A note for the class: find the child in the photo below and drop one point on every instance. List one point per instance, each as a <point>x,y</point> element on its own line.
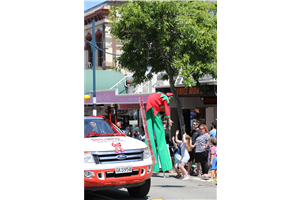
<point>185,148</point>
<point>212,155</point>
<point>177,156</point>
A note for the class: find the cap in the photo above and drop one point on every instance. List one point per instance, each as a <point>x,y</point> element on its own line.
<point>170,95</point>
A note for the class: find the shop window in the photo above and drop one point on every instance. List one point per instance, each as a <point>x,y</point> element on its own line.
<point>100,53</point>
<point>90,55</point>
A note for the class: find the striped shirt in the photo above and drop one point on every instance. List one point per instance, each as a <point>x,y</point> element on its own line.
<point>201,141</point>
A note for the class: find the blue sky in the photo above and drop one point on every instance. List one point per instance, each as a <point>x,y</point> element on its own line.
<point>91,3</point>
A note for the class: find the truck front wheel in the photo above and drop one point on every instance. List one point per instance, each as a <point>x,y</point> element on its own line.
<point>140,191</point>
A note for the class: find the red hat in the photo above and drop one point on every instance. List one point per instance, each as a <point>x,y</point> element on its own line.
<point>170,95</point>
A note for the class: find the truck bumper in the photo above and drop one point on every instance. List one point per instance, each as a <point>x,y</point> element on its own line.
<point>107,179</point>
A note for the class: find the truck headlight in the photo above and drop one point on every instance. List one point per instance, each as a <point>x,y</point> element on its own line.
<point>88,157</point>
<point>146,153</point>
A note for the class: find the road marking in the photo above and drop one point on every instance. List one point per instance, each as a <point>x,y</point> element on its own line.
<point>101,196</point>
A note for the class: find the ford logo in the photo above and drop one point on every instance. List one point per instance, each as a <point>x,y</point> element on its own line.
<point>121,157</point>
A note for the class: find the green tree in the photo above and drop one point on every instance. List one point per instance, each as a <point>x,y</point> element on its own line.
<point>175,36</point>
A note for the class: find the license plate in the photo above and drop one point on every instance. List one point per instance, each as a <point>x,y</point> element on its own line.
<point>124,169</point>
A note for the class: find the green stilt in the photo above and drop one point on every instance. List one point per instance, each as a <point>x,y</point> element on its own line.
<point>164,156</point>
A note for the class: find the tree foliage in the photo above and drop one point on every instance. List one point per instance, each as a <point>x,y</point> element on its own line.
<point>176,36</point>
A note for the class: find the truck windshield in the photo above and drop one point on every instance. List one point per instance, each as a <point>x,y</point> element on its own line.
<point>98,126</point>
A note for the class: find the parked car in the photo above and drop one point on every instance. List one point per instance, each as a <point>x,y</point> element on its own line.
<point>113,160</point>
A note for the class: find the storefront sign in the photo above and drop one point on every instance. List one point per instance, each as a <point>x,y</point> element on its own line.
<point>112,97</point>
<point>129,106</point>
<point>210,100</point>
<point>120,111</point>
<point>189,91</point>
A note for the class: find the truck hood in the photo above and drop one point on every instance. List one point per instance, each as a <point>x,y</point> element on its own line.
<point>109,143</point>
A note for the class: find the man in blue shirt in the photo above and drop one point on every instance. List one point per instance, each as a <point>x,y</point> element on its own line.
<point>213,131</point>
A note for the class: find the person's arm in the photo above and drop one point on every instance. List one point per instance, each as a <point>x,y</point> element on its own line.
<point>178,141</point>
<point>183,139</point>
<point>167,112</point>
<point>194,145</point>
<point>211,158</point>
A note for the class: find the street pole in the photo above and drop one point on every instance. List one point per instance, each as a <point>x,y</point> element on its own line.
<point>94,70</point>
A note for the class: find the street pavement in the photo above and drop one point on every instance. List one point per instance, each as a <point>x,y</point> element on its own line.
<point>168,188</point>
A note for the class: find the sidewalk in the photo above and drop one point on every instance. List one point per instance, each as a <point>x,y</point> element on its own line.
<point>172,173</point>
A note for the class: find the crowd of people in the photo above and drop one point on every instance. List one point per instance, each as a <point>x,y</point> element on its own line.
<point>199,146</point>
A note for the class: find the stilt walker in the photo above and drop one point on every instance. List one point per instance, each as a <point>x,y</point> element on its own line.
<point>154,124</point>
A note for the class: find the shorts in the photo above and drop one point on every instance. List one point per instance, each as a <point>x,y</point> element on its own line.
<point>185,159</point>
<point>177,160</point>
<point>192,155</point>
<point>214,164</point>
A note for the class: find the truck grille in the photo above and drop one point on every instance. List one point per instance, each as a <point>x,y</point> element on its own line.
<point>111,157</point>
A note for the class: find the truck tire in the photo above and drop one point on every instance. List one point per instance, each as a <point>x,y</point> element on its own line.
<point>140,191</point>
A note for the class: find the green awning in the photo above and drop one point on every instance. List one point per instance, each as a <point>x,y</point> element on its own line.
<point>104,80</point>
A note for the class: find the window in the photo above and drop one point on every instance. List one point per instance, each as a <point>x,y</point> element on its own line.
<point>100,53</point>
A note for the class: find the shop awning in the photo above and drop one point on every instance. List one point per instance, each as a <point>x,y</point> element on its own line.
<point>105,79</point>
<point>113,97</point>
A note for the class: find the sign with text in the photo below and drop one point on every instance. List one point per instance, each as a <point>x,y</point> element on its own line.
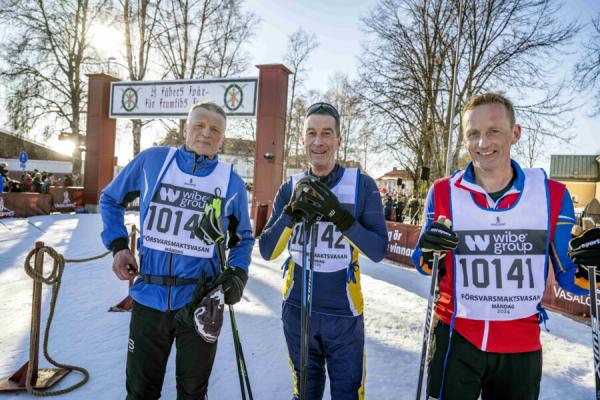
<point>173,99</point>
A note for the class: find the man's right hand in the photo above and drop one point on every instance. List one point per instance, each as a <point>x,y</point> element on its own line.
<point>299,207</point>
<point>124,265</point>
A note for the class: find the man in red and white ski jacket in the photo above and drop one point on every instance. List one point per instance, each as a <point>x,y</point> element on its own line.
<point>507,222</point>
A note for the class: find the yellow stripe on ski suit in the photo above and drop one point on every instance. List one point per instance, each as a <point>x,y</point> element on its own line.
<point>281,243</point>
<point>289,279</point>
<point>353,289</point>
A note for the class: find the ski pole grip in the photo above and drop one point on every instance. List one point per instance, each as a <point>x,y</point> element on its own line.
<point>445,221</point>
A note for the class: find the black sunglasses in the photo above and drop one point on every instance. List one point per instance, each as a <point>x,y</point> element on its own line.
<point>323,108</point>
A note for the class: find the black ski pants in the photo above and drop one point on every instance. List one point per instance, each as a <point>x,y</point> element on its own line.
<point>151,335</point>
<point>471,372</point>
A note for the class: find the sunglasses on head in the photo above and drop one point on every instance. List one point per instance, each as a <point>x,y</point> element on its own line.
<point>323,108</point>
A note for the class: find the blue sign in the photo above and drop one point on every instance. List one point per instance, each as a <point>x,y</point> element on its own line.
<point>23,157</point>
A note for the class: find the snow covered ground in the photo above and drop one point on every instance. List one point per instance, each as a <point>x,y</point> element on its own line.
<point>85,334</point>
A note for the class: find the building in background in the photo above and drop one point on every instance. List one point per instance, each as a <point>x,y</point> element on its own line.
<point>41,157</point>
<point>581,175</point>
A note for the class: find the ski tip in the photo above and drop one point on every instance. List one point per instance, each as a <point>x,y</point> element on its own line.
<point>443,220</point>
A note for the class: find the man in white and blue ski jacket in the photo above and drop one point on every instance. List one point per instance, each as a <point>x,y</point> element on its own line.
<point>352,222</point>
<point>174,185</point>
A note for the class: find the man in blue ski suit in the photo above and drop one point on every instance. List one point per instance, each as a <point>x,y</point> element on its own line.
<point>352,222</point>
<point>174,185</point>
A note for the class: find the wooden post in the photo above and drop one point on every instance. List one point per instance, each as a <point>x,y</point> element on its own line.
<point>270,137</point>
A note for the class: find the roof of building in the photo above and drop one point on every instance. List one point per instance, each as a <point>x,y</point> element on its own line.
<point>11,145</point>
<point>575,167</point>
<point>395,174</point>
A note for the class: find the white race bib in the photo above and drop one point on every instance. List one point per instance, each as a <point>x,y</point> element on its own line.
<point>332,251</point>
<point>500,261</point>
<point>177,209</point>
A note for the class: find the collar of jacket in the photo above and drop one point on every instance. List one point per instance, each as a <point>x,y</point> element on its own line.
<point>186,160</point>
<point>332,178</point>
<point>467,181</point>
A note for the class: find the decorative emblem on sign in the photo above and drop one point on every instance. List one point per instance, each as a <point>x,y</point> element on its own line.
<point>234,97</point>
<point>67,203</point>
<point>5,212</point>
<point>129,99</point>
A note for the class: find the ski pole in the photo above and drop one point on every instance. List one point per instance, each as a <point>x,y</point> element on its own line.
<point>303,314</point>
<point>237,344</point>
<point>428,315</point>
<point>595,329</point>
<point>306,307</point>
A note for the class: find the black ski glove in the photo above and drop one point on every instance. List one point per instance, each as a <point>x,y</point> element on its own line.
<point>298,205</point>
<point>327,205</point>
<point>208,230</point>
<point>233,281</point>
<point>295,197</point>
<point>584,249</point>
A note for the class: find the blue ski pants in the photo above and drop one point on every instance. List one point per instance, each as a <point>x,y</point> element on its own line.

## Task objective
Print the line that contains "A note for the class: find the decorative" and each line after it up to the end of the listing, exactly as written.

## Response box
A note for the class: find the decorative emblem on sign in the photo above and drop one point on every instance. List one point per instance, each as a <point>x,y</point> element on its own line.
<point>234,97</point>
<point>67,203</point>
<point>5,212</point>
<point>129,99</point>
A note for the class: find the ski pole in the photo above and drop one point on every instance. List one point per instance, each as a <point>x,y</point> element on its own line.
<point>303,314</point>
<point>237,344</point>
<point>428,315</point>
<point>595,329</point>
<point>306,307</point>
A note for the class: find the black ski glove in the photo above and drop one point on every instance. List one point per instance, each as a <point>x,y</point> element on its own line.
<point>298,205</point>
<point>327,205</point>
<point>208,230</point>
<point>233,281</point>
<point>295,197</point>
<point>584,249</point>
A note for the class: find the blue ski pants in the photo above and drop one point on every instance. List one point per instance, each as a <point>x,y</point> element on its own line.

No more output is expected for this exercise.